Dataset items
■ ■ ■

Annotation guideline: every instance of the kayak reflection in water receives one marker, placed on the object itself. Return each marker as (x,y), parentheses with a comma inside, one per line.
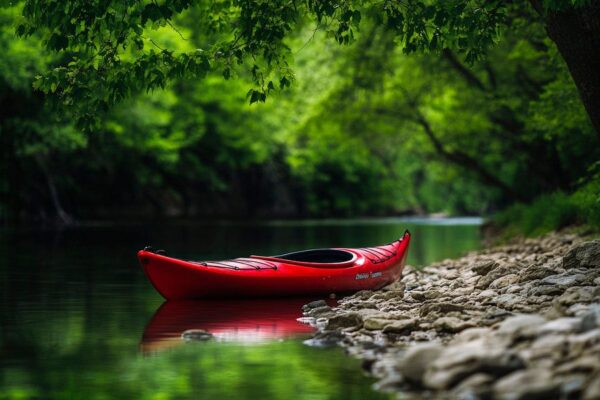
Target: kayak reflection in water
(243,321)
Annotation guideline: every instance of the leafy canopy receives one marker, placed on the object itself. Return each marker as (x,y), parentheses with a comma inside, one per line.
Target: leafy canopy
(107,50)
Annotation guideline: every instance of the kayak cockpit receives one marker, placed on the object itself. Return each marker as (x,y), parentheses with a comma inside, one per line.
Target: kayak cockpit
(318,256)
(323,258)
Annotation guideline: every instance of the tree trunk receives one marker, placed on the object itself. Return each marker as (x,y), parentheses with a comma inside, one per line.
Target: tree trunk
(576,32)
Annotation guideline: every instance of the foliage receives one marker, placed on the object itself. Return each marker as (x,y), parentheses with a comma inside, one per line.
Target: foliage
(393,123)
(554,211)
(108,53)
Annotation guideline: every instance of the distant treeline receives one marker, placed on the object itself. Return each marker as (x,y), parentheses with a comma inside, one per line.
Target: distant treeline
(364,130)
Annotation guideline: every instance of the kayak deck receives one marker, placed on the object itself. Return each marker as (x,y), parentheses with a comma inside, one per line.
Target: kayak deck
(317,271)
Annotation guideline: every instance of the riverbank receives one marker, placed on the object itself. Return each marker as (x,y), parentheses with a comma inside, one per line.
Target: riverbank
(519,321)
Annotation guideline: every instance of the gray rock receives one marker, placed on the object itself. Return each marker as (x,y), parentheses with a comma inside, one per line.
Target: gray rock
(561,325)
(546,290)
(521,326)
(457,362)
(345,320)
(585,255)
(583,341)
(534,272)
(476,386)
(582,294)
(427,309)
(564,279)
(451,324)
(504,281)
(508,301)
(592,392)
(527,385)
(378,323)
(591,319)
(416,360)
(484,267)
(399,326)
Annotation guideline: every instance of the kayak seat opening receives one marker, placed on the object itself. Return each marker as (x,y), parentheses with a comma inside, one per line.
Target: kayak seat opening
(318,256)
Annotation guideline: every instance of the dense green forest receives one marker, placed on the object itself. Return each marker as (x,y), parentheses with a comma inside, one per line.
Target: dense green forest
(276,109)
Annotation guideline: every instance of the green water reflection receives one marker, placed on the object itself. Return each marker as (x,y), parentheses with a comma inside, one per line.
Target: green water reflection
(78,320)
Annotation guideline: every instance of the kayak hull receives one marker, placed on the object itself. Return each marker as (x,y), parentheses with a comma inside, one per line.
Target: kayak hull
(177,279)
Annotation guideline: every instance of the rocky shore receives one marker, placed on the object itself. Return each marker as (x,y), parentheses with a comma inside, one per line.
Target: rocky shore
(520,321)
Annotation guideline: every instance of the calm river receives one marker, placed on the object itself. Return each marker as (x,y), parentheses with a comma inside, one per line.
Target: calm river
(79,320)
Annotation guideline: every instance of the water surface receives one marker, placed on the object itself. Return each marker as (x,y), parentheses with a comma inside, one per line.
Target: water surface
(78,319)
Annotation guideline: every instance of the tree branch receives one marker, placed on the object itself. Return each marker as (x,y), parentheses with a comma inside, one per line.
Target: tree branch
(462,70)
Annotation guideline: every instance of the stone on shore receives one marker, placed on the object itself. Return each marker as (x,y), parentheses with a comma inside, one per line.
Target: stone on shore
(520,321)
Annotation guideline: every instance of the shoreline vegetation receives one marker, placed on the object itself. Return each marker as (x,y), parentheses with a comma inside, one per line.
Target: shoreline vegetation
(140,112)
(516,321)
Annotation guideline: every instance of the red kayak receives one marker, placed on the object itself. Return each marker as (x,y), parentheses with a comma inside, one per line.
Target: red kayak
(318,271)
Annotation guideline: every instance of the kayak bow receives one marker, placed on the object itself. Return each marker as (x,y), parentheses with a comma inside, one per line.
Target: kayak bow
(317,271)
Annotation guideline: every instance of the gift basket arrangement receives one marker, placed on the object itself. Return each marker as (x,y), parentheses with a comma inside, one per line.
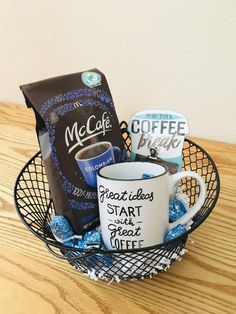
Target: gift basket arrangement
(65,216)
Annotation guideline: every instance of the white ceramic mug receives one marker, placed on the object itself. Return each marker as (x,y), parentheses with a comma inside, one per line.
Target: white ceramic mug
(134,212)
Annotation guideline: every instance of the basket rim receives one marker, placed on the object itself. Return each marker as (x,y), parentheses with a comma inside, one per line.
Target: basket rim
(163,245)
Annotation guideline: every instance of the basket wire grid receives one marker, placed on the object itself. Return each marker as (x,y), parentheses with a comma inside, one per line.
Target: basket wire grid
(35,208)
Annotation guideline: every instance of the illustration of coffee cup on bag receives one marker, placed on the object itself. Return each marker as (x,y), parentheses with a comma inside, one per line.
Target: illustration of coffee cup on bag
(91,158)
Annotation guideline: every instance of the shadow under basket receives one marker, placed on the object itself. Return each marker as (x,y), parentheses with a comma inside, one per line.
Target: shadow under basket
(36,209)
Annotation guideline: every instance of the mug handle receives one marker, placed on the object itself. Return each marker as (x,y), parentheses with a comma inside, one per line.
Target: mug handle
(118,151)
(174,178)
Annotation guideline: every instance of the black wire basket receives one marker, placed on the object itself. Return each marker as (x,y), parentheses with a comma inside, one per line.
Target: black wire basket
(36,209)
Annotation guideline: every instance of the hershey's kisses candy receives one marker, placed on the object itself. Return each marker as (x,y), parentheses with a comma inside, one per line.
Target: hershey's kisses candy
(91,240)
(175,232)
(61,228)
(176,209)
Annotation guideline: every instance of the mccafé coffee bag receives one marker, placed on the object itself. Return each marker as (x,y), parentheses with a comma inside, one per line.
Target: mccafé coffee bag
(78,133)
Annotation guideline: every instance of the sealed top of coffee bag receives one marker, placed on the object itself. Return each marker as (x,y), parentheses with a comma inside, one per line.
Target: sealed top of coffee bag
(78,132)
(158,134)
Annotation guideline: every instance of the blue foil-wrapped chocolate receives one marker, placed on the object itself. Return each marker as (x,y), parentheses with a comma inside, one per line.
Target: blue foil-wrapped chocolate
(64,233)
(61,228)
(175,232)
(176,210)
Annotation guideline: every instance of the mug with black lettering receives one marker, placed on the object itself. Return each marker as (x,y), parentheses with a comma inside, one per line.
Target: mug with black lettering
(91,158)
(134,203)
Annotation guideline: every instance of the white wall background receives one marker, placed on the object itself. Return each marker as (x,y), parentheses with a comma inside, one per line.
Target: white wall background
(178,54)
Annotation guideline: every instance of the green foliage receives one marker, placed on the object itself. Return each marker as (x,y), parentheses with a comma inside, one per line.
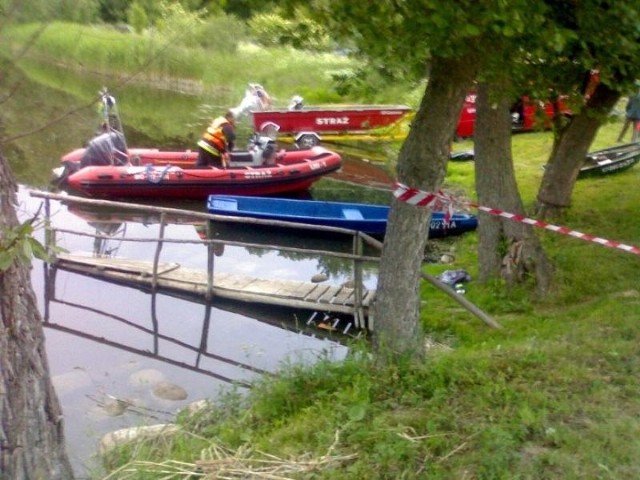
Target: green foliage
(137,17)
(300,32)
(18,245)
(25,11)
(219,33)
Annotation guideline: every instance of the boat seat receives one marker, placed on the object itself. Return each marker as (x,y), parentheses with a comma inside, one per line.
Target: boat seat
(352,214)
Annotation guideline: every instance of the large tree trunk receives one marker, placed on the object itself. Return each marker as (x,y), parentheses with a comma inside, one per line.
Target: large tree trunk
(32,442)
(422,164)
(506,248)
(569,152)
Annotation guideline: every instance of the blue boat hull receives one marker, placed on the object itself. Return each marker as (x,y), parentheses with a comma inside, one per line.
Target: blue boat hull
(371,219)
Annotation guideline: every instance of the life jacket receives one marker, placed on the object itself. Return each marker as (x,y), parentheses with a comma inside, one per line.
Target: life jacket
(213,139)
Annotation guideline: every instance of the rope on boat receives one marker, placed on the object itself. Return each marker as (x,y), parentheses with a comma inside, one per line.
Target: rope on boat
(151,173)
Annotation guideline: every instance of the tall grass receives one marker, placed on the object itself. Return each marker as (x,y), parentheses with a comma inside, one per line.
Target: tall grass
(157,57)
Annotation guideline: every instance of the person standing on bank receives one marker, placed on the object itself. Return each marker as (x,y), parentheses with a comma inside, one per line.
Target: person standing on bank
(216,142)
(632,117)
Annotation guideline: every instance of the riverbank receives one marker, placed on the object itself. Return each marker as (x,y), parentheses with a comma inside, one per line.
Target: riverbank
(554,395)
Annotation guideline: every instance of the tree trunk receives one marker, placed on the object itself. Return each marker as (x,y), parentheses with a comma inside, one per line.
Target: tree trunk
(506,248)
(32,442)
(422,164)
(570,150)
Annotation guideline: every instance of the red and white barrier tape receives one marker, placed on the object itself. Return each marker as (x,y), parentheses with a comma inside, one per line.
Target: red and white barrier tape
(440,201)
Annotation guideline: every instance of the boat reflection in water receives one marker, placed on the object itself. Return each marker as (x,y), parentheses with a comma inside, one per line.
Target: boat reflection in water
(110,346)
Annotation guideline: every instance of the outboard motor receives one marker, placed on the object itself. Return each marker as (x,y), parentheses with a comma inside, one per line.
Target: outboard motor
(296,103)
(264,150)
(106,149)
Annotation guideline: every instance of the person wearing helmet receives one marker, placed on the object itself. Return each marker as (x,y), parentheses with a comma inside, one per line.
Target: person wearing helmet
(216,142)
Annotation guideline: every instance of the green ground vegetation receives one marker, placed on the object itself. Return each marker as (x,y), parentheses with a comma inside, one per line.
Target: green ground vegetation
(553,395)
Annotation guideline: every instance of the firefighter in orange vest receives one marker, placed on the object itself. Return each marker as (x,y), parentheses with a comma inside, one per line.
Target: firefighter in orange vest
(216,142)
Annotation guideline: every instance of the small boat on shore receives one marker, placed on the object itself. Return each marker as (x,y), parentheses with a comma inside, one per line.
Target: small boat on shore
(610,160)
(310,125)
(367,218)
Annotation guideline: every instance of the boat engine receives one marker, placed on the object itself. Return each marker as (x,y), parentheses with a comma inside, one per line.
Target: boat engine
(264,150)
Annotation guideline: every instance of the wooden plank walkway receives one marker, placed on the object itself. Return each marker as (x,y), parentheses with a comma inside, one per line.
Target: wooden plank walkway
(172,276)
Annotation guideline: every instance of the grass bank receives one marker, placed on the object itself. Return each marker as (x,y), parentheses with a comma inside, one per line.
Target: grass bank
(554,395)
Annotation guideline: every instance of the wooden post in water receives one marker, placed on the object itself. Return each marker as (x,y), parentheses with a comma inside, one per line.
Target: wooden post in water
(210,264)
(358,314)
(156,258)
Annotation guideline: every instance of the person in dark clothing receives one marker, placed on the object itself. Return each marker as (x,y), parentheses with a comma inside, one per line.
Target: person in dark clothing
(216,142)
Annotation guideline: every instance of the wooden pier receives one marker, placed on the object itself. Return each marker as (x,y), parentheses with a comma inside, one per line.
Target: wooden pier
(351,300)
(173,277)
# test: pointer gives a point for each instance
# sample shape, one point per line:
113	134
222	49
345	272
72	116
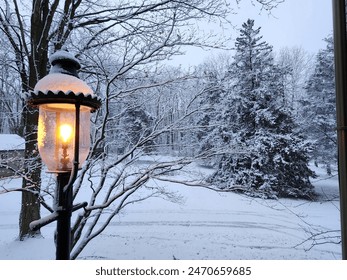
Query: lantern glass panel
56	135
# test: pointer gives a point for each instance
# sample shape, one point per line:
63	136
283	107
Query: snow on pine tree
319	108
210	133
273	161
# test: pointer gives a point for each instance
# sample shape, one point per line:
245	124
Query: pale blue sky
302	23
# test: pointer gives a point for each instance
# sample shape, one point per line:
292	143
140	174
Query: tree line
256	117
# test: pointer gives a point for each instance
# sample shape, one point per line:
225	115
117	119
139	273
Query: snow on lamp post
65	103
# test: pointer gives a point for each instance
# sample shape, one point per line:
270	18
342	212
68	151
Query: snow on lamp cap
62	84
63	75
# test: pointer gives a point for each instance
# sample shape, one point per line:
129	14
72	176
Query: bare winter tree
120	45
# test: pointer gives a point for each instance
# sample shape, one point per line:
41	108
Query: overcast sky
302	23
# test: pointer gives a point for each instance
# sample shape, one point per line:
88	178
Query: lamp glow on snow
62	98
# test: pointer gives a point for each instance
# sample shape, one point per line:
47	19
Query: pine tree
319	107
274	158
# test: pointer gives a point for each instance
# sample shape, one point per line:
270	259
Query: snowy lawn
207	225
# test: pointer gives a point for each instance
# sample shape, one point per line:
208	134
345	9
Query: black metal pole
64	210
340	46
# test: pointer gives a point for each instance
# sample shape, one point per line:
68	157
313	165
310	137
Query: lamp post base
64	210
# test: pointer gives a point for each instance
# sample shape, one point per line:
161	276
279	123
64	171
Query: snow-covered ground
208	225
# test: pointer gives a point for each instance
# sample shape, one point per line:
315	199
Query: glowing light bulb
65	132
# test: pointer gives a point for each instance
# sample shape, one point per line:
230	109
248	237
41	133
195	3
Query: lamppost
65	103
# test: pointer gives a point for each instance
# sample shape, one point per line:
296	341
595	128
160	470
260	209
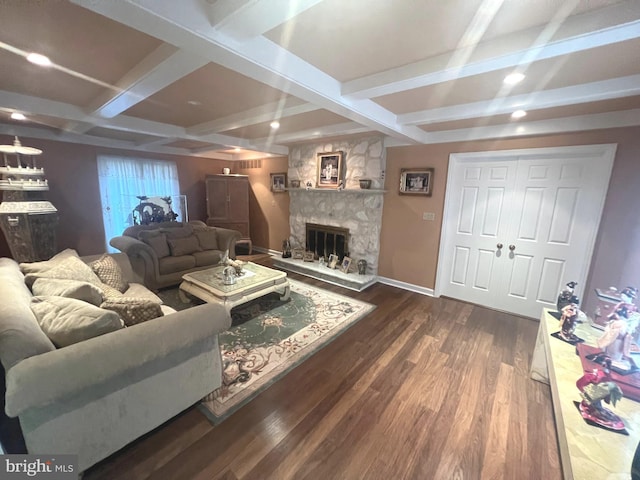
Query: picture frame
330	170
346	264
416	181
278	182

■ ■ ■

What to work on:
Copy out each line of the data above, exactly, if it lies between the line holding "Target: red and white barrier tape" and the line holding "Annotation guideline: every instance of the grass", inclusive; copy no other line.

Answer for this exercise:
Target: red and white barrier tape
(440,201)
Annotation guideline: every instance of the boat reflection in water receives one marker, placed on the object itself. Return each marker as (x,y), parentheses with a comma inside, one per line.
Target: boat reflection in water
(110,346)
Annotation guideline: every instance of the outboard motor receives one marker, placed on the object itself. Return each marker as (x,y), parentheses with a comma inside, one per line.
Target: outboard motor
(296,103)
(264,150)
(106,149)
Annotation guideline: every instance of the person wearing helmet receives one marker, placed on the object itself. Return each marker as (x,y), parentheses with a comma inside, one per line.
Target: person wearing helmet
(216,142)
Annotation guideline: every instance of the green ground vegetation receives one marker, placed on the object itself. Return each marker as (x,y), parentheses with a comma inside, one per line.
Target: green ground vegetation
(553,395)
Annotation guideline: every instance of the firefighter in orange vest receives one marker, placed on the object itself. Return each marker as (x,y), parentheses with a comma inside, one per line.
Target: firefighter in orange vest
(216,142)
Annotation guideline: every instance of the small boat on shore receives one marker, placed on the object itself. Return each marker as (x,y), parentheses with a comma inside, one per line.
Target: small boat on shore
(610,160)
(310,125)
(367,218)
Annotation guideline: every instance of the boat engine receives one marker, placed on the object itself. Return each marker as (x,y), parentheses with a comma inside, one per line.
Target: boat engine
(264,150)
Annotation guideline: every instance of the wooden plank walkway receives one marker, placed on the object itself. Return each marker as (x,y), parentheses with a comma inside, one per line.
Target: wooden plank walkway
(172,276)
Annotation guideline: every instance of the grass bank receives one marker, placed on the object itself. Return each marker as (x,y), parentheses with a comma inside, one per line.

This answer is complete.